**Aim of the exercise**
The entries below are to be repeated verbatim, in full.

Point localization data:

────

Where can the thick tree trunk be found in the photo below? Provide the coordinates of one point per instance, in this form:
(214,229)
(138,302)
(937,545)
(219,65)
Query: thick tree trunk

────

**Your response**
Where can the thick tree trunk be found in the photo below? Provide the coordinates of one point per instance, in this form:
(214,229)
(138,302)
(937,545)
(219,65)
Query: thick tree trunk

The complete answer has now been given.